→ **Study text**
Monday 18 April 2011

BMA urges conference to distance itself from pharmaceutical interests: whistling in the wind?

A startling cautionary note has come from the World Health Organisation, urging smoking prevention activists to bite off the hand that feeds their activities. If not that, to get a respectable distance from other relevant commercial interests in the field. Delivered at a pharmaceutical-industry sponsored conference, it remains to be seen how much difference the acknowledgement of a competing interest in the field will make.

Chris Snowdon has covered this issue, with some background.

Our own resident smoking cessation medication trade-fare cum training school, the UK National Smoking Cessation Conference, similarly relies on pharmaceutical sponsorship. Looking at the list of delegates am I the only one to be amazed how much money changes hands in the effort to stop people from smoking? Most if not all these people are salaried, many of them specialising in smoking cessation or 'health improvement'. By the time the conference takes place in June there will probably be over 600 of them on the delegate list, and of course many more who won't make it.

→ **Data records**

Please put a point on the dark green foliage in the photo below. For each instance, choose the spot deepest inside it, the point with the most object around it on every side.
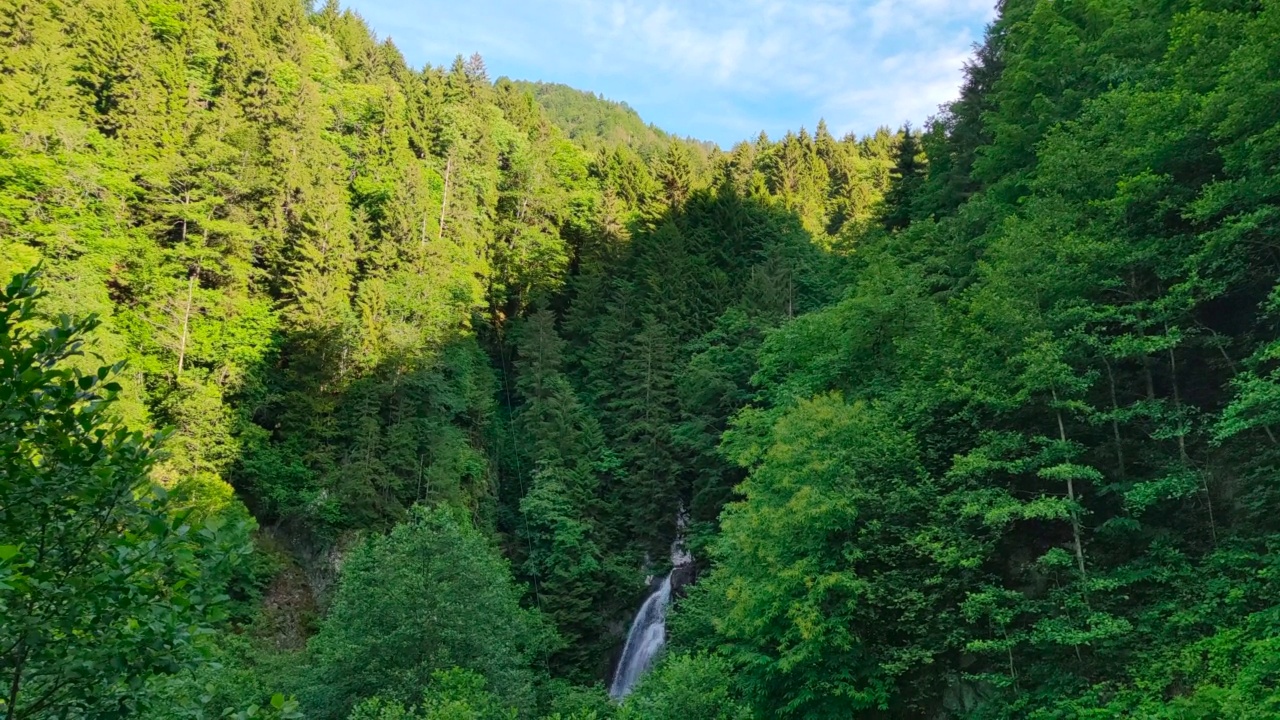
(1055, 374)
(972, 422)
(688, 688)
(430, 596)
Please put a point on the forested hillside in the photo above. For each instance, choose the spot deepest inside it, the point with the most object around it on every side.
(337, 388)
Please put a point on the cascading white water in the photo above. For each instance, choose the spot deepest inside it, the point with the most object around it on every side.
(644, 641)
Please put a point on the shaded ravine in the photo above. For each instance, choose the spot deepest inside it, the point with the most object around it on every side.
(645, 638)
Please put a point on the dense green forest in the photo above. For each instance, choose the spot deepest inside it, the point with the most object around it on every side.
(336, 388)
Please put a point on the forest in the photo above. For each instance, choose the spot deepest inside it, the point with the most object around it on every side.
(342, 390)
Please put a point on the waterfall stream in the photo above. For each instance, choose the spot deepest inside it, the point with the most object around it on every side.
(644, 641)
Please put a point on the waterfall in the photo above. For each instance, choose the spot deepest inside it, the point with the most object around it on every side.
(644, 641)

→ **Your task**
Copy out the full blog post on pharmaceutical sponsorship of smoking cessation conferences, word for word. The rows have nothing to do with what comes next.

→ **Solution**
Monday 18 April 2011

BMA urges conference to distance itself from pharmaceutical interests: whistling in the wind?

A startling cautionary note has come from the World Health Organisation, urging smoking prevention activists to bite off the hand that feeds their activities. If not that, to get a respectable distance from other relevant commercial interests in the field. Delivered at a pharmaceutical-industry sponsored conference, it remains to be seen how much difference the acknowledgement of a competing interest in the field will make.

Chris Snowdon has covered this issue, with some background.

Our own resident smoking cessation medication trade-fare cum training school, the UK National Smoking Cessation Conference, similarly relies on pharmaceutical sponsorship. Looking at the list of delegates am I the only one to be amazed how much money changes hands in the effort to stop people from smoking? Most if not all these people are salaried, many of them specialising in smoking cessation or 'health improvement'. By the time the conference takes place in June there will probably be over 600 of them on the delegate list, and of course many more who won't make it.